▸ **WHAT TO DO**
All entries must be repeated exactly; do not include the pictures.

--- MATERIAL SUPPLIED Enclosed Below ---

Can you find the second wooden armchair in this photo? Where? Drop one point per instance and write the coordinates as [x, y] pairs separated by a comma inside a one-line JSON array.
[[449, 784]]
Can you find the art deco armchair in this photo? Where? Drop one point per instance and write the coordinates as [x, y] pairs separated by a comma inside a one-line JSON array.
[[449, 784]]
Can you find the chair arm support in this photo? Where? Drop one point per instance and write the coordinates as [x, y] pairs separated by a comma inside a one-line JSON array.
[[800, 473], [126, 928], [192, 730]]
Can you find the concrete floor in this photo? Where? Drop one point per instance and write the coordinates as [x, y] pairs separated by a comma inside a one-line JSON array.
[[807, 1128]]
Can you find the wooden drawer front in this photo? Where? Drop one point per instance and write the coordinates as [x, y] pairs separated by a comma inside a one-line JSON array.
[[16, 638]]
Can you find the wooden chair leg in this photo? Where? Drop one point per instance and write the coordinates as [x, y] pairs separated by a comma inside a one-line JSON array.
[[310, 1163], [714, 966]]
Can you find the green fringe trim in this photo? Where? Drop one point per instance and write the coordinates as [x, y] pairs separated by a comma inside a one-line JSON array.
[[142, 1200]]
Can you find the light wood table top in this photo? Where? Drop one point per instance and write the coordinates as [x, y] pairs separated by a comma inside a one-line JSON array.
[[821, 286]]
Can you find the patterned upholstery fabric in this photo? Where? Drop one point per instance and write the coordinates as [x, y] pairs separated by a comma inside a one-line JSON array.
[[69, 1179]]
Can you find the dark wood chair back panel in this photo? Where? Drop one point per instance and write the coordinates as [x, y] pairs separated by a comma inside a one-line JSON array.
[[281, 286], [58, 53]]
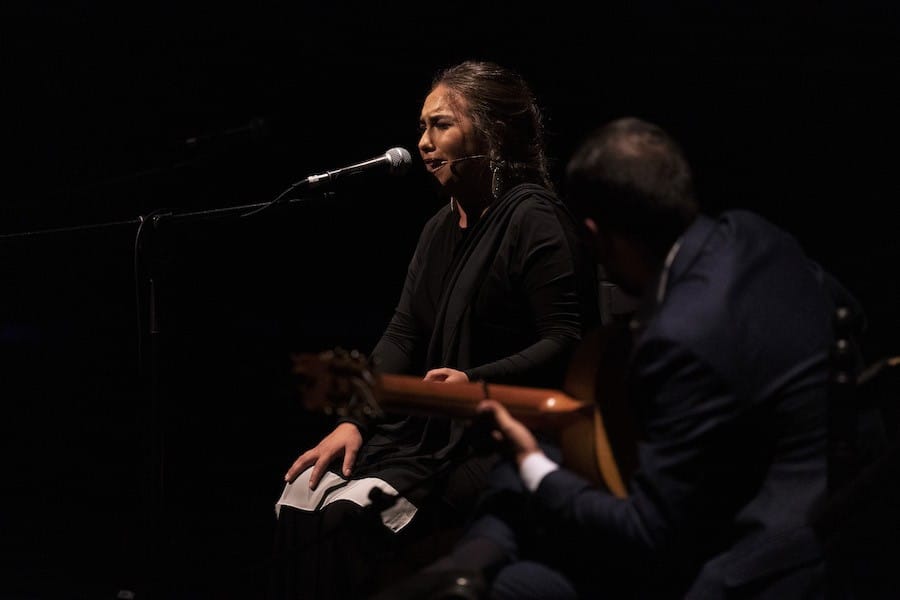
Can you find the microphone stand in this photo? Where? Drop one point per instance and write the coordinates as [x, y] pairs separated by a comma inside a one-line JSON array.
[[149, 268]]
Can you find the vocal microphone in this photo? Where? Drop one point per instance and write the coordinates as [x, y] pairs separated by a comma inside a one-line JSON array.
[[397, 160], [460, 159]]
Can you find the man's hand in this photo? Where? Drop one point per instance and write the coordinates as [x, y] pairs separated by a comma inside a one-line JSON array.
[[345, 439], [520, 439], [446, 375]]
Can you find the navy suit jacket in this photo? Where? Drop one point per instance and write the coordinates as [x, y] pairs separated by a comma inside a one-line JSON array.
[[729, 380]]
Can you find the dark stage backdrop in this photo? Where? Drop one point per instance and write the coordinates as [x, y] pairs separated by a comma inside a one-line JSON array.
[[139, 457]]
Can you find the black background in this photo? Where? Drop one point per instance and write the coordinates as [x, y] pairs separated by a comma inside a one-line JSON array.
[[118, 442]]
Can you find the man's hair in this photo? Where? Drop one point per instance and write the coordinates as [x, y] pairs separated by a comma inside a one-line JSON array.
[[633, 179], [504, 110]]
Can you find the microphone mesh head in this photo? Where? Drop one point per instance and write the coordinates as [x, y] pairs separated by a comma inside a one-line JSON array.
[[400, 160]]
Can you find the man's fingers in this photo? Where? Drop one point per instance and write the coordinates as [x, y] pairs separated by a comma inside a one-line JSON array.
[[349, 460], [298, 467]]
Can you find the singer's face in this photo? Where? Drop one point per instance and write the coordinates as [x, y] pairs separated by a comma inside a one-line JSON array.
[[447, 135]]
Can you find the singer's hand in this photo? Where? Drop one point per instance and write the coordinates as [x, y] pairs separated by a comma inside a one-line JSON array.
[[446, 375], [520, 439], [345, 439]]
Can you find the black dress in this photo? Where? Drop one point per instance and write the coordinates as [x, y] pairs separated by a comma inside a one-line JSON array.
[[506, 301]]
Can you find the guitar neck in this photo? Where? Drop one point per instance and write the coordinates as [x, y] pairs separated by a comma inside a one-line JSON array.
[[532, 406]]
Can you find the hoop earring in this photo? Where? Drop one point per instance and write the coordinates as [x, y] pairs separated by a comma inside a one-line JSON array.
[[496, 180]]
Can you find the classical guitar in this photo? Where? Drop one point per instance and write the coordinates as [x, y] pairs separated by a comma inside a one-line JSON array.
[[345, 383]]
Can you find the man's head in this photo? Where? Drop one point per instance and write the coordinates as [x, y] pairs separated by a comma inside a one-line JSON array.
[[632, 185]]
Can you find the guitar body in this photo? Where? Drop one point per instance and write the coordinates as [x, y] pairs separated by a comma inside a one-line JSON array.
[[601, 447], [589, 419]]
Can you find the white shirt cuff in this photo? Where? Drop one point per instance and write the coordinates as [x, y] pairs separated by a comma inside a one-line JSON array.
[[533, 469]]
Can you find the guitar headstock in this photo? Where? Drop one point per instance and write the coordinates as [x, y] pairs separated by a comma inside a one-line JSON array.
[[337, 382]]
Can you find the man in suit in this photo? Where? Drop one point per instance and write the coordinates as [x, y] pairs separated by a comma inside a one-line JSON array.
[[728, 384]]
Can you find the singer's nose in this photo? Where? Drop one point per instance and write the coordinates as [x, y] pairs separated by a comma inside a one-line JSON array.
[[425, 144]]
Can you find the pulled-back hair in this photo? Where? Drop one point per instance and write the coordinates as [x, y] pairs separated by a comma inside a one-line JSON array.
[[505, 112], [632, 178]]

--- End of Enclosed MATERIAL SUPPLIED ---

▸ **RESPONSE TO THIS TASK**
Can you find the second wooden armchair in this photo? Where? Drop one point per instance and write the coordinates as [x, y] pairs separated by a comma inside a one-line JSON array.
[[449, 784]]
Can you find the art deco armchair in this photo? Where? Drop one point per instance and write the coordinates as [x, y] pairs separated by a comma inside a one-line JSON array.
[[449, 784]]
Can you find the chair arm support in this photo? Where? Drop one point per instance and write the coordinates as [x, y] pairs separated by a comma inside a one-line JSON array.
[[800, 473], [126, 928], [192, 730]]
Can you find the concrete floor in this photo? Where? Drop one point per instance and write the coordinates as [x, y] pairs separated by a comma inside a one-line JSON array.
[[807, 1128]]
Can you find the wooden drawer front in this photo? Where? Drop one point per instance and write the coordinates as [x, y] pairs separated by a comma inside a one-line JSON array.
[[16, 638]]
Can you find the wooden chair leg in this photo? Where? Drop one point per instance and write the coordinates as [x, y] pairs separated by a comma inside a one-line JSON array.
[[310, 1163], [714, 966]]
Can you find the green fringe trim in this photo? Where? Drop one point per instance and write the coordinates as [x, y] pairs separated by a comma inside a one-line JSON array.
[[142, 1200]]
Can you find the light wood table top in this photo? Where? Drop one point per instance and write the coordinates as [x, y] pairs separated by a comma inside a one-line JSON array.
[[821, 286]]
Can you find the patterned upholstery fabric in this photo? Where? Drop one point per instance and write the coordinates as [x, y] pairs separated by a comma inside a one-line JSON array.
[[69, 1179]]
Can you find the dark wood chair back panel in this photo? Where? Drop one point per instance and write the coordinates as [x, y] pairs separated by a comma inside a one-line JSON array.
[[281, 286], [58, 53]]
Can you find the microphone stand in this photo? Where? Drop one point per instance and write the coordinates as [x, y] pairs separated by a comma inside a one-line JSON array.
[[149, 268]]
Can you find the vocal microphone in this photo? Where? Drop one point per instance and write the coordinates as [x, y] pairs separated by a comma inside a one-line JSON array.
[[397, 160], [460, 159]]
Can you find the man's hand in this photo? Where? Drop one point per instance and write the coordinates as [x, y] pairs separated by a comma inside a one-line JSON array.
[[345, 439], [520, 439], [446, 375]]
Can you find the navy suit jacket in this photo? Where? Drop one point per instance and write the coordinates as [x, y] pairs separated by a comma inside a one-line JSON array.
[[729, 380]]
Can you find the dark stage backdrop in this photo? Where? Drop one point per instance and write the coordinates as [x, y] pairs separated by a comma inside a one-line JSON array.
[[139, 457]]
Can you find the black background in this photo? Where? Drop one point per instance and write the coordinates as [x, y] pairs separated by a comma inside a one-line JSON array.
[[118, 442]]
Can you find the man's hair in this photo? Where? Drop one point per instance and write the coordinates as [x, y] pairs separated by a comma inside a one-line JSON array.
[[633, 179], [504, 110]]
Can you find the microphone mesh head in this photo? Where? Drop one point per instance and write the coordinates as [x, y] pairs separated by a comma inside a one-line JSON array.
[[400, 160]]
Can you find the man's fingers in this photo? Where? Drop one point per instance and write the coordinates as [x, y] pairs separated by a comma inside a one-line JSON array.
[[349, 460], [298, 467]]
Can you find the singer's face in this photo? Where? Drop one point per instance and write the coordinates as [x, y] pairs separated by a comma inside a one-line JSON array.
[[447, 135]]
Can you find the singer's hand in this photo? Where? Drop one point per instance and write the coordinates as [x, y] pairs separated by a comma inside a one-line JSON array.
[[446, 375], [520, 439], [345, 439]]
Can you find the black dress in this photo? Where? Drop one point per instance and write the coordinates as [x, y] pairs separated by a comma inside a one-line JSON array.
[[506, 301]]
Can you find the guitar neck in this photo? Where? Drop one point per instance and write the coordinates as [x, y] pairs separated by a comma inside a one-line JSON array.
[[532, 406]]
Can you find the hoop earring in this photo? Where? Drop one point per instance and write the coordinates as [x, y] pairs separated by a comma inside a one-line JSON array.
[[496, 180]]
Can you find the classical guitar in this photo? Where? Drop one point per instance and write the coordinates as [x, y] pairs separated by a comma inside a one-line JSON array.
[[345, 383]]
Can you find the man's head in this photo? Where? Drop one point per instance and write the coordinates as [x, y] pairs separated by a comma inside a one-line JSON array.
[[632, 185]]
Can you find the guitar body in this photo? Where? Drop one point per instance and write the coordinates as [x, y] pairs separated by a comma inside a one-line JSON array.
[[601, 447], [589, 419]]
Can you find the white shirt cuff in this photo? Where? Drop one point per instance and write the coordinates as [x, y] pairs separated by a comma inside a one-line JSON array.
[[533, 469]]
Can you find the guitar headstock in this photo? Where? Drop one point per instance and write the coordinates as [x, y] pairs separated by a comma inside a one-line JSON array.
[[337, 382]]
Can you find the man in suit in this photo? Where? Drop one point per instance and write the coordinates as [x, y] pairs separated by a comma inside a one-line JSON array.
[[728, 384]]
Can you find the singer's nose in this photo? Where? Drop one point per instance and write the coordinates as [x, y] pairs separated by a comma inside a one-line JSON array.
[[425, 144]]
Can you find the pulled-back hair in this photo? Where? Drop one point per instance and write the coordinates as [x, y] pairs separated by a comma inside a one-line JSON array.
[[505, 112], [632, 178]]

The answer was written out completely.